Render every line of the records below as a Markdown table with the columns "Row" and "Record line", numbering the rows and omitting blank lines. Leave the pictures out of the table.

Listing
* * * *
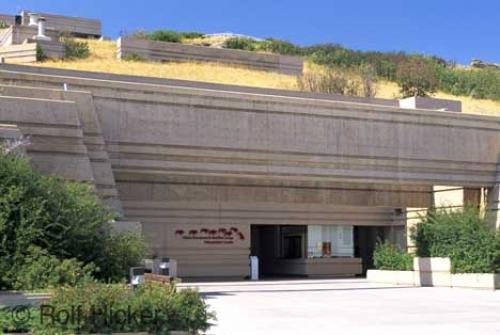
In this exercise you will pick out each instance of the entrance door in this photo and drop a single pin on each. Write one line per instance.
(365, 240)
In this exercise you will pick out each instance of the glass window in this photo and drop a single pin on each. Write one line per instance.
(330, 241)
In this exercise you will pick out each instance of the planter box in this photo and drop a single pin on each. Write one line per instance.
(432, 264)
(432, 271)
(490, 281)
(391, 277)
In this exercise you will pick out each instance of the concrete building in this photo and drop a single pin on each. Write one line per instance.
(216, 173)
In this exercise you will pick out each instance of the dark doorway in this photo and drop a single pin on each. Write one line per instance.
(274, 242)
(365, 240)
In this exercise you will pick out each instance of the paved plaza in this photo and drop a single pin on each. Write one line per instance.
(348, 306)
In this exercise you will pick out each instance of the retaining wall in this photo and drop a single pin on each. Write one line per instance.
(78, 26)
(165, 51)
(20, 53)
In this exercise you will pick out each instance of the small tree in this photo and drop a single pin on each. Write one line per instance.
(59, 220)
(416, 77)
(368, 80)
(463, 235)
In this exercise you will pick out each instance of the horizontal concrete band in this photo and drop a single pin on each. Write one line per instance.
(21, 53)
(166, 51)
(187, 83)
(76, 25)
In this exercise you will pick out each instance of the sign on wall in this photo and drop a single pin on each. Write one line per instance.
(212, 235)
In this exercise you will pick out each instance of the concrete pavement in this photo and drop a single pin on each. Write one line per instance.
(348, 306)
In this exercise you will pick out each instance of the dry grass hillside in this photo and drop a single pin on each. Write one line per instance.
(103, 59)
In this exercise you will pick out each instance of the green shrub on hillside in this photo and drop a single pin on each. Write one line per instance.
(462, 235)
(388, 257)
(476, 83)
(75, 49)
(60, 220)
(240, 43)
(278, 46)
(167, 35)
(416, 77)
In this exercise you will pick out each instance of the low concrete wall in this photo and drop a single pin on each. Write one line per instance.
(165, 51)
(435, 272)
(21, 53)
(51, 49)
(22, 33)
(78, 26)
(8, 19)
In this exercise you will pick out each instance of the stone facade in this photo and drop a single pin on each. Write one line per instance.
(192, 163)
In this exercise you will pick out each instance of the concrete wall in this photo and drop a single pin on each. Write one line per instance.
(83, 27)
(198, 85)
(431, 103)
(192, 158)
(22, 33)
(102, 175)
(8, 19)
(20, 53)
(165, 51)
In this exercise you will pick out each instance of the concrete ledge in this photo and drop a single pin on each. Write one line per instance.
(391, 277)
(427, 264)
(166, 51)
(22, 53)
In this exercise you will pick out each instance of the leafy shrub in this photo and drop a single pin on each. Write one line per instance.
(156, 308)
(462, 235)
(40, 54)
(133, 58)
(39, 270)
(64, 219)
(388, 257)
(477, 83)
(240, 43)
(278, 46)
(416, 77)
(167, 35)
(74, 49)
(368, 80)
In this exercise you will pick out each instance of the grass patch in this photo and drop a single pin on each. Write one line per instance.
(102, 58)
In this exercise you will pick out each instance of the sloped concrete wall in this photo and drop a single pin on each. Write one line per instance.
(198, 158)
(166, 51)
(102, 175)
(55, 135)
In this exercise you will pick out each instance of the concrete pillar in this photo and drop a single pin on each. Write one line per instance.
(413, 216)
(493, 206)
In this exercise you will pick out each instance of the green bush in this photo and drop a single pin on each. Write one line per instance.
(167, 35)
(278, 46)
(463, 235)
(74, 49)
(155, 308)
(240, 43)
(59, 219)
(40, 270)
(388, 257)
(416, 77)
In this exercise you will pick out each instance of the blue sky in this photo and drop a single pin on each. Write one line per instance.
(456, 30)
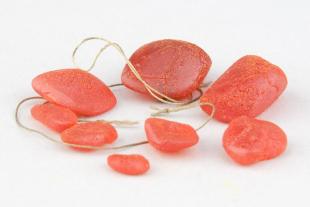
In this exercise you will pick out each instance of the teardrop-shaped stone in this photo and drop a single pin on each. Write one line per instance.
(75, 89)
(173, 67)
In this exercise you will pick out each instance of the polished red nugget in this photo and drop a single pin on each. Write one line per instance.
(173, 67)
(248, 88)
(129, 164)
(248, 140)
(94, 134)
(55, 117)
(169, 136)
(75, 89)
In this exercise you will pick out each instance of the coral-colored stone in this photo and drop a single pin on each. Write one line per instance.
(248, 88)
(55, 117)
(173, 67)
(75, 89)
(129, 164)
(94, 134)
(169, 136)
(248, 140)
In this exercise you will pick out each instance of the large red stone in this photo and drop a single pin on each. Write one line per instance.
(75, 89)
(94, 134)
(129, 164)
(248, 88)
(248, 140)
(169, 136)
(173, 67)
(55, 117)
* * * *
Correct answer
| Row | Record line |
|---|---|
| 1 | In this exercise you will pick out each instance of the entrance door in this photo and drop a single pin on each. Write one line per instance. |
| 2 | (365, 240) |
| 3 | In this exercise you will pick out each instance of the glass window in this photo and drop a single pin on each. Write one line per instance. |
| 4 | (330, 241) |
| 5 | In this exercise you will pick out each instance of the planter box in this photo and drop a single pin on each. Write one line per instance. |
| 6 | (432, 264) |
| 7 | (432, 271) |
| 8 | (490, 281) |
| 9 | (391, 277) |
| 10 | In this exercise you will pick out each instance of the concrete building in this photo and drop a single pin on each. Write one line per instance. |
| 11 | (216, 173) |
| 12 | In this exercise you will pick out each instance of the dark doorway in this photo and drop a single pin on each. Write one line per instance. |
| 13 | (274, 242) |
| 14 | (365, 240) |
| 15 | In this exercise you will pick out each instance of the paved plaza in this photo and drop a single pin on each. Write one line per instance. |
| 16 | (348, 306) |
| 17 | In this exercise you will pick out each instance of the retaining wall in this photo and drop a single pin on each. Write one line per instance. |
| 18 | (78, 26) |
| 19 | (165, 51) |
| 20 | (20, 53) |
| 21 | In this exercise you will pick out each instance of the small tree in this photo and drop a single pin on each. Write one line per instance. |
| 22 | (59, 220) |
| 23 | (416, 77) |
| 24 | (368, 80) |
| 25 | (463, 235) |
| 26 | In this exercise you will pick out each instance of the horizontal concrete band in this photo and drop a single pin on each. Write one line per instance. |
| 27 | (21, 53) |
| 28 | (166, 51) |
| 29 | (187, 83) |
| 30 | (76, 25) |
| 31 | In this exercise you will pick out each instance of the sign on wall in this photo and drop a single pin on each. Write one line per instance. |
| 32 | (212, 235) |
| 33 | In this exercise you will pick out each instance of the concrete pavement in this photo and drop a single pin on each. Write one line per instance. |
| 34 | (348, 306) |
| 35 | In this exercise you will pick out each instance of the dry grass hillside in this photo and drop a single pin on each. Write one line per instance. |
| 36 | (103, 59) |
| 37 | In this exercise you will pick out each instance of the green shrub on hillside in this photo and drop a single pin on each. Write one line per instance. |
| 38 | (462, 235) |
| 39 | (388, 257) |
| 40 | (476, 83) |
| 41 | (75, 49) |
| 42 | (60, 220) |
| 43 | (240, 43) |
| 44 | (278, 46) |
| 45 | (167, 35) |
| 46 | (416, 77) |
| 47 | In this exercise you will pick out each instance of the low concrete wall in this photo and drop a single pin on each. Write one line per instance. |
| 48 | (165, 51) |
| 49 | (435, 272) |
| 50 | (21, 53) |
| 51 | (51, 49) |
| 52 | (22, 33) |
| 53 | (78, 26) |
| 54 | (8, 19) |
| 55 | In this exercise you will pick out each instance of the stone facade in this photo and drop a single pin on each. Write one line per instance. |
| 56 | (192, 163) |
| 57 | In this exercise you will pick out each instance of the concrete wall in this photo and drop a single pin on each. Write one line per instance. |
| 58 | (83, 27) |
| 59 | (198, 85) |
| 60 | (431, 103) |
| 61 | (192, 158) |
| 62 | (22, 33) |
| 63 | (102, 175) |
| 64 | (8, 19) |
| 65 | (20, 53) |
| 66 | (165, 51) |
| 67 | In this exercise you will pick out each instance of the concrete ledge in this photo and drop a single pin on each. Write one line per instance. |
| 68 | (391, 277) |
| 69 | (427, 264) |
| 70 | (166, 51) |
| 71 | (22, 53) |
| 72 | In this exercise you will pick out each instance of the leafy shrub in this photo and drop a single pin on each. Write one line per instance. |
| 73 | (156, 308) |
| 74 | (462, 235) |
| 75 | (40, 54) |
| 76 | (133, 58) |
| 77 | (39, 270) |
| 78 | (64, 219) |
| 79 | (388, 257) |
| 80 | (477, 83) |
| 81 | (240, 43) |
| 82 | (278, 46) |
| 83 | (416, 77) |
| 84 | (167, 35) |
| 85 | (74, 49) |
| 86 | (368, 80) |
| 87 | In this exercise you will pick out each instance of the grass patch in this photo and drop a single pin on each. Write one line per instance. |
| 88 | (102, 58) |
| 89 | In this exercise you will pick out each instance of the sloped concrete wall in this photo and drop a single pin on each. Write one line per instance. |
| 90 | (198, 158) |
| 91 | (166, 51) |
| 92 | (102, 175) |
| 93 | (55, 135) |
| 94 | In this exercise you will pick out each instance of the concrete pillar in this photo and drop a single pin on each. Write one line per instance. |
| 95 | (413, 216) |
| 96 | (493, 206) |
| 97 | In this exercise you will pick out each instance of the green bush in this photo and drop a single pin on each. Write one line per instance. |
| 98 | (167, 35) |
| 99 | (278, 46) |
| 100 | (463, 235) |
| 101 | (74, 49) |
| 102 | (155, 308) |
| 103 | (240, 43) |
| 104 | (59, 219) |
| 105 | (40, 270) |
| 106 | (388, 257) |
| 107 | (416, 77) |
| 108 | In this exercise you will pick out each instance of the blue sky in this photo and drop a single pin on each. Write one line per instance. |
| 109 | (456, 30) |
| 110 | In this exercise you will pick out each instance of the teardrop-shaped stone in this photo and drop a single pin on each. Write one line per instance. |
| 111 | (75, 89) |
| 112 | (173, 67) |
| 113 | In this exercise you will pick out each instance of the polished red nugget in this photo and drop a single pin on each. Write one line per instance. |
| 114 | (173, 67) |
| 115 | (248, 88) |
| 116 | (129, 164) |
| 117 | (248, 140) |
| 118 | (94, 134) |
| 119 | (55, 117) |
| 120 | (169, 136) |
| 121 | (75, 89) |
| 122 | In this exercise you will pick out each instance of the coral-colored stone in this photo and drop a single pin on each. Write one line per instance. |
| 123 | (248, 88) |
| 124 | (55, 117) |
| 125 | (173, 67) |
| 126 | (75, 89) |
| 127 | (129, 164) |
| 128 | (94, 134) |
| 129 | (169, 136) |
| 130 | (248, 140) |
| 131 | In this exercise you will pick out each instance of the large red stone in this photo and drop a single pin on each. Write one line per instance. |
| 132 | (75, 89) |
| 133 | (94, 134) |
| 134 | (129, 164) |
| 135 | (248, 88) |
| 136 | (248, 140) |
| 137 | (169, 136) |
| 138 | (173, 67) |
| 139 | (55, 117) |